Start of DATASET RECORDS

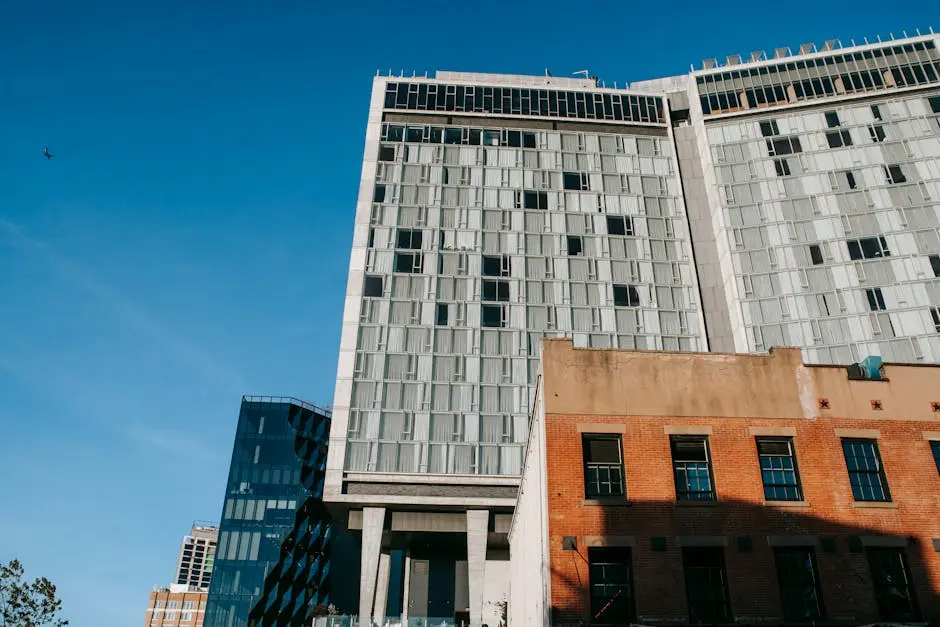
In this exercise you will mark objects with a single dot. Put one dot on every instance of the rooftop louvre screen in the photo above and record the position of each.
(615, 107)
(759, 86)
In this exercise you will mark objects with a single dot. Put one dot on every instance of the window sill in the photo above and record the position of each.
(615, 501)
(786, 503)
(697, 503)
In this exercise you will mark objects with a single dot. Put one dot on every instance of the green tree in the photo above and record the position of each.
(25, 604)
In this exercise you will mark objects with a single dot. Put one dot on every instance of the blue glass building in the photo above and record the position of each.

End of DATASET RECORDS

▶ **DESCRIPTION OF THE TASK**: Output nothing but the records above, word for word, with the pictures removed.

▶ **YOUR RESPONSE**:
In this exercise you will mark objects with a single dot. Put one dot on every instance of the rooftop louvre screen in the photo above and record the position of each.
(615, 107)
(759, 86)
In this exercise you will mark objects with a single dot. Put one dot on every instance of the window sill in the photo above and record the position of each.
(615, 501)
(786, 503)
(697, 503)
In this exercise you will mark objects with a single dot. Put one dot on every instance of the green tree in the photo above and record the position of each.
(25, 604)
In this exercise you will mark objects with a single dot. Put one dot on every instance of the blue glass building in the photo above and record the position of each.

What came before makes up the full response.